>> begin Selected passage
# Time to trim the dew claw!



## CrazyCash (Jul 12, 2012)

Ugh - I'm not a fan of the dew claw and I wish that my dogs didn't have them, especially Cash! If I don't keep it trimmed then he will give you a nasty scratch with it because he tries to grab onto you with his front leg and inevitably will hook you with the dew claw. Penny has been the most recent victim, the last two days she's gotten a couple of good scratches during their daily wrestling matches. I guess it's a little payback for her because she tends to play a little rough.


----------



## mswhipple (Mar 7, 2011)

Yep, it must be payback!! BTW, how do you maintain such a nice manicure, with two dogs in the house??


----------



## CrazyCash (Jul 12, 2012)

Poor Penny is having a rough couple of days - I don't know what happened here...

Mswhipple - I do my own nails (sometimes twice a week if needed), so when they get chipped from dog activities I don't have to go far to fix them


----------



## mswhipple (Mar 7, 2011)

Poor girlie... That looks pretty angry!


----------



## SteelCityDozer (Aug 25, 2011)

Yes this is what the dew claw is for, gripping on to things. Sometimes I wish mine had it. Then maybe they could pull themselves out of the pool when they try instead of me yanking them out by the underarms like a kid.


----------



## CrazyCash (Jul 12, 2012)

I guess you're right, I probably shouldn't complain about Cash's dew claw - he does use it a lot to help him hold onto things like his toys. When you've only got one front paw, it's a little difficult to hold onto a kong while you are chewing on it.


----------



## SteelCityDozer (Aug 25, 2011)
>> end Selected passage
(What this task involves):
Rewrite the passage of the dew claw thread from "Yes this is" up to and including "like a kid.", putting "lake" in place of "pool".
>> begin Record excerpts
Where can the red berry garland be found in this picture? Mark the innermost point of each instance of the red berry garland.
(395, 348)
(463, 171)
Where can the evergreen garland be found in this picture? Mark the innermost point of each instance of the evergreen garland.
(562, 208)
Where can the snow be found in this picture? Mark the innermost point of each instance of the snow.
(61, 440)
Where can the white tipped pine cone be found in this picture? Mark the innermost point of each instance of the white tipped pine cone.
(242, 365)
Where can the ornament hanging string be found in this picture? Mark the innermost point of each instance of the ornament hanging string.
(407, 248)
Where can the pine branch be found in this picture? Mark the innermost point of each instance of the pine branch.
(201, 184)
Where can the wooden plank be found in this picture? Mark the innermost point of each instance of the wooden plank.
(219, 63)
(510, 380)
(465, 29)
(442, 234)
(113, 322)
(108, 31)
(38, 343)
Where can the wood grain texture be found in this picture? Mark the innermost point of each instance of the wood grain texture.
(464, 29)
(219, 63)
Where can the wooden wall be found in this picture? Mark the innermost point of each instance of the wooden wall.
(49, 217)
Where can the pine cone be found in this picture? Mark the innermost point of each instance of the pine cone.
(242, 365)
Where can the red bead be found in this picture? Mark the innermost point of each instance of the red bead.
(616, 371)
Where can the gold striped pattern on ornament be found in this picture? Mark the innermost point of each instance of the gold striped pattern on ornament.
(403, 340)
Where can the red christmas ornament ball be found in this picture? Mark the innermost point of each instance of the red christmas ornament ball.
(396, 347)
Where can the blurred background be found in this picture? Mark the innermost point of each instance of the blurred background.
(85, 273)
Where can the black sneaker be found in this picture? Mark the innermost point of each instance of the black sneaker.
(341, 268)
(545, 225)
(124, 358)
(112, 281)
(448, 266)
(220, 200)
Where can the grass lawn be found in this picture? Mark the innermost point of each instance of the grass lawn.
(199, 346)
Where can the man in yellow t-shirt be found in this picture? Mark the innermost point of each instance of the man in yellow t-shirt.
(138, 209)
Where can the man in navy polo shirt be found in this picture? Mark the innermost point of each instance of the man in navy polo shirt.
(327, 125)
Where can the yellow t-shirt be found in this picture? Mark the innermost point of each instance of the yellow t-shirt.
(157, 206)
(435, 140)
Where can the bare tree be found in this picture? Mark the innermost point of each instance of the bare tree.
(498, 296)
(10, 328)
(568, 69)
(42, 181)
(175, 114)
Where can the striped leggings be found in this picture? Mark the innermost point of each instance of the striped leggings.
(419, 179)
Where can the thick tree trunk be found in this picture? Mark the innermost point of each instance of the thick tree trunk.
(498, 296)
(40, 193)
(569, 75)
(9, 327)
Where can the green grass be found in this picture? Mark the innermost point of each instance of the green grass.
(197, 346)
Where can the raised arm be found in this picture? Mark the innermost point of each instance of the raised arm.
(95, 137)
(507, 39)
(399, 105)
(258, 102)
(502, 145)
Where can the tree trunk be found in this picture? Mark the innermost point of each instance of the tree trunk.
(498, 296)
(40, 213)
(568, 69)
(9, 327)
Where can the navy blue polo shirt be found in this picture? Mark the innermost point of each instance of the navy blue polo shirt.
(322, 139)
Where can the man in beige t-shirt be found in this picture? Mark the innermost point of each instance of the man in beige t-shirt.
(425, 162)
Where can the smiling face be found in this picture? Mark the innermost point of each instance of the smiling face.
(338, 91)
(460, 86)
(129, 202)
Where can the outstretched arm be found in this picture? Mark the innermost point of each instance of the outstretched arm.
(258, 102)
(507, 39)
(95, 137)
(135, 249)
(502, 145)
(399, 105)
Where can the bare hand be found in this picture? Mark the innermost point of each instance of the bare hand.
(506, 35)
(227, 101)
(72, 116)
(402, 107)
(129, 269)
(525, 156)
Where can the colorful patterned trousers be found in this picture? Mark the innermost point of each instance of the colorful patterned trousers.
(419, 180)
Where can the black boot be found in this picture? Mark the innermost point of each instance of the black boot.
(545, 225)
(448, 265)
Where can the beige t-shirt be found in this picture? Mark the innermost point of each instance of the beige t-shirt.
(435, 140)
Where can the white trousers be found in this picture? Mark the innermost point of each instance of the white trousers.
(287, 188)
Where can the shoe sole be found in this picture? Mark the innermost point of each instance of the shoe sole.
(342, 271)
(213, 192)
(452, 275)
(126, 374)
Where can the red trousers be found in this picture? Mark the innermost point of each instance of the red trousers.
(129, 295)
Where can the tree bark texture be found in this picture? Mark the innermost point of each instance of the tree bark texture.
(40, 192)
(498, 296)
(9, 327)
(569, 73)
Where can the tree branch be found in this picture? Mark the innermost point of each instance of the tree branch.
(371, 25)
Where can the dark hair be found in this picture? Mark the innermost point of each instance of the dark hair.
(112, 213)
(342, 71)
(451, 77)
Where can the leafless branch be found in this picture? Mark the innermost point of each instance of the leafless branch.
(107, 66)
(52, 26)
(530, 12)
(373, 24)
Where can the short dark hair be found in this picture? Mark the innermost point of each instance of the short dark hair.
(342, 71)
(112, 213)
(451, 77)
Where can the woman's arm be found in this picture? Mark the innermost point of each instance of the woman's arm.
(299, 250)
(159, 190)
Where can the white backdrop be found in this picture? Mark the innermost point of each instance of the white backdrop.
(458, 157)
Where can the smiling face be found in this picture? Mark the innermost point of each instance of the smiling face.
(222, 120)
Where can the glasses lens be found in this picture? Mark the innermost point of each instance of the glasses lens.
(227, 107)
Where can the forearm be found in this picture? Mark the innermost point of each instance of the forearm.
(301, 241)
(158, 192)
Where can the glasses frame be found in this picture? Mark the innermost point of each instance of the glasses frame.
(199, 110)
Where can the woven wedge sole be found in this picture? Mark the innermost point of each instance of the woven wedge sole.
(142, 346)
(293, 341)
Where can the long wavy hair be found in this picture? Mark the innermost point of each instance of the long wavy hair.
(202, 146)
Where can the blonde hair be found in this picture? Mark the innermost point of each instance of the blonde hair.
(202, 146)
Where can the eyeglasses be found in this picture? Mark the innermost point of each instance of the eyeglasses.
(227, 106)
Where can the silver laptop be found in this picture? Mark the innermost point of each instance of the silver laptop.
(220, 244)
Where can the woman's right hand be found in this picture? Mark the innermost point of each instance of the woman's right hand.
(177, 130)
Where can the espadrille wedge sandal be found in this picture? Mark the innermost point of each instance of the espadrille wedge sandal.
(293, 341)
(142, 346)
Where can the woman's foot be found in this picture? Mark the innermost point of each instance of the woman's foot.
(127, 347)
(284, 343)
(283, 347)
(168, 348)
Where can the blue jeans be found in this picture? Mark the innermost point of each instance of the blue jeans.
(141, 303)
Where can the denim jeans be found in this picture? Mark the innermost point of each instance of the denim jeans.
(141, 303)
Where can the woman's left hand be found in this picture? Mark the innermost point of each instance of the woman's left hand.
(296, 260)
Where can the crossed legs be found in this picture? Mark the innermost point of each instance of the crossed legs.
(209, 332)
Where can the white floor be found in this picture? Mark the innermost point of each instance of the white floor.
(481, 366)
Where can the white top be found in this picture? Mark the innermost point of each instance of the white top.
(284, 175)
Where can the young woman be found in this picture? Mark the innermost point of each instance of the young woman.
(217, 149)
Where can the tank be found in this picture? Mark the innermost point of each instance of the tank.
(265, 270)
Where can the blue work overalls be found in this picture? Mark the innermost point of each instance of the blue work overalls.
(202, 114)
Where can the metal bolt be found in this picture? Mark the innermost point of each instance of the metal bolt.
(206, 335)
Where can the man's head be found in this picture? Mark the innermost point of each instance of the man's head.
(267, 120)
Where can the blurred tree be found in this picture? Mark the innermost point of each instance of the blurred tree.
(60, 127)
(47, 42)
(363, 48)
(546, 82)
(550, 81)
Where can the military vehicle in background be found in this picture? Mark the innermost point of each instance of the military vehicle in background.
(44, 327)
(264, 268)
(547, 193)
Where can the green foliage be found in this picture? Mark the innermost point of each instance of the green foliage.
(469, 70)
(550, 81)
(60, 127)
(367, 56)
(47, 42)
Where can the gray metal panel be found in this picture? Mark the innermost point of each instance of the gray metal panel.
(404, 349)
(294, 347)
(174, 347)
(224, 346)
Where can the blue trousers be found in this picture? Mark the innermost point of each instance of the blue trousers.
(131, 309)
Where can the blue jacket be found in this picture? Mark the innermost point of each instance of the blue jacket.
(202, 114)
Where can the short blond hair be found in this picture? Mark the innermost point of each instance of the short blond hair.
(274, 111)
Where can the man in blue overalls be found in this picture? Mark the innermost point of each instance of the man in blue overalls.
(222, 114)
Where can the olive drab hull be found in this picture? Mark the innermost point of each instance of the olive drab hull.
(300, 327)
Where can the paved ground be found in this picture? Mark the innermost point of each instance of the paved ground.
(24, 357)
>> end Record excerpts
(Output below):
Yes this is what the dew claw is for, gripping on to things. Sometimes I wish mine had it. Then maybe they could pull themselves out of the lake when they try instead of me yanking them out by the underarms like a kid.